TASK TO COMPLETE:
Repeat the lines below unchanged, beginning at the line that contains "Get the bounding box for every paper" and ending after the line that contains "[391,75,800,216]". Give back those lines only.
•••
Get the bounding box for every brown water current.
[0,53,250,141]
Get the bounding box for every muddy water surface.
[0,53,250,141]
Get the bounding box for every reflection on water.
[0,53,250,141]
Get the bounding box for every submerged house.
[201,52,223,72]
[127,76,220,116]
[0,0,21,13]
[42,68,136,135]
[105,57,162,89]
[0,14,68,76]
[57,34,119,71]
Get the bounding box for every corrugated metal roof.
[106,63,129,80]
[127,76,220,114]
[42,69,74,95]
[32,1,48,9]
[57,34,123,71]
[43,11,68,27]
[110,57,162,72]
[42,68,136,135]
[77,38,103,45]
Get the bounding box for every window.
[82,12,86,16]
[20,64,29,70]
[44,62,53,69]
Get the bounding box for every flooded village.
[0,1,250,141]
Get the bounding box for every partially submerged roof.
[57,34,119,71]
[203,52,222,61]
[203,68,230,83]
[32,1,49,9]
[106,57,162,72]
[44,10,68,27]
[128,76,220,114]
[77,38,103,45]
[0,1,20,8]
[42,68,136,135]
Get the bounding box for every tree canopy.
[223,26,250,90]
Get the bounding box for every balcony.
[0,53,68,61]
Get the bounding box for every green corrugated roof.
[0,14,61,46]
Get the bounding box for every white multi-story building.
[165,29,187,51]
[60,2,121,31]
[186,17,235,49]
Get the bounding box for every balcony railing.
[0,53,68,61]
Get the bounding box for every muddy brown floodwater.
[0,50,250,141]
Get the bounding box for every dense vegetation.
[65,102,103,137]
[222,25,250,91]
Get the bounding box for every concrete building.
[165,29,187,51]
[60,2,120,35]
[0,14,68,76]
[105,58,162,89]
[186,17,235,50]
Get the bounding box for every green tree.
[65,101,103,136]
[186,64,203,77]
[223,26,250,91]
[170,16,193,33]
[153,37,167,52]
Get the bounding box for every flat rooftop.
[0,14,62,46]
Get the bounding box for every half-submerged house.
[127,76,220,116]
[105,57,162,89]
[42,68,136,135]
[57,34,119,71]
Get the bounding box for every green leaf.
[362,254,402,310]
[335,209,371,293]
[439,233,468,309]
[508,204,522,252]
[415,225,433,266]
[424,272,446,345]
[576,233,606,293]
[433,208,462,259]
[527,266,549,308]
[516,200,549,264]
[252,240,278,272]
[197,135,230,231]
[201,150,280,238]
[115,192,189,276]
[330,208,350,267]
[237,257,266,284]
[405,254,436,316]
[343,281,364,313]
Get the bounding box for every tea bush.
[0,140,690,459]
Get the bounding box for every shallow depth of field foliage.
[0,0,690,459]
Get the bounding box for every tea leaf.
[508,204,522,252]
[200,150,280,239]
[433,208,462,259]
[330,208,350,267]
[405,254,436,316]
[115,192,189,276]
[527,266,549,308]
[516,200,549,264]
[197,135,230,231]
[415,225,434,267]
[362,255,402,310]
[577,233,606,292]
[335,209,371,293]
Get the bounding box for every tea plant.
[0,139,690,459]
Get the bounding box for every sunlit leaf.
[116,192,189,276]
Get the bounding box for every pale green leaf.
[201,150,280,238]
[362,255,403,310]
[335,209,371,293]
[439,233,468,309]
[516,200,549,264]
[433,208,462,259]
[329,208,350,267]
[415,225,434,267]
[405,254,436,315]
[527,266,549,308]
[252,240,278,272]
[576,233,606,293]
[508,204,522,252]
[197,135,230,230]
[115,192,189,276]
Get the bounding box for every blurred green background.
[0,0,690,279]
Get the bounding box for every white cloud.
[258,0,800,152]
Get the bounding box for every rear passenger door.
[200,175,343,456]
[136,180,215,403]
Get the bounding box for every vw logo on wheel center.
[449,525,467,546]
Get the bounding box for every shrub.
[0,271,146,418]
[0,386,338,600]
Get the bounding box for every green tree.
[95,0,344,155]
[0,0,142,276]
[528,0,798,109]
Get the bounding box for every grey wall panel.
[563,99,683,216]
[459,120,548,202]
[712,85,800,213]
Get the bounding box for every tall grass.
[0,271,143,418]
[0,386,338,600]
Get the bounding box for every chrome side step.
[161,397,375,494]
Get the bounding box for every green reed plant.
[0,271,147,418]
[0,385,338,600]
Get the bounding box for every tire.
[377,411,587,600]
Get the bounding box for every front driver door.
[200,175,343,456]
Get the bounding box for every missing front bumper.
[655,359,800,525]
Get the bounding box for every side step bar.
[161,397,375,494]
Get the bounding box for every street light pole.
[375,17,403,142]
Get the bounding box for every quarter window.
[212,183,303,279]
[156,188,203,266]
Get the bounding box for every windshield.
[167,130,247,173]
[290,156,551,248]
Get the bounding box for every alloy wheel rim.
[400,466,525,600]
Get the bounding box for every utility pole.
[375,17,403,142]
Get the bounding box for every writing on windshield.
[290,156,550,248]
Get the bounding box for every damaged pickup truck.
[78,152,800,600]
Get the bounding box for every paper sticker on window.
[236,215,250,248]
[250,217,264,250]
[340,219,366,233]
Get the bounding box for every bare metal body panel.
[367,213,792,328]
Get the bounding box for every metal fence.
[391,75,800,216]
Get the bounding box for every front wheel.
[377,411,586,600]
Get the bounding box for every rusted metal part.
•••
RESULT OF THE EXERCISE:
Get the bounding box for every paper sticker on window.
[236,215,250,248]
[250,217,264,250]
[340,219,366,233]
Get the bounding box for every bare metal body panel.
[367,213,792,328]
Get the bounding box for every metal fence.
[391,75,800,216]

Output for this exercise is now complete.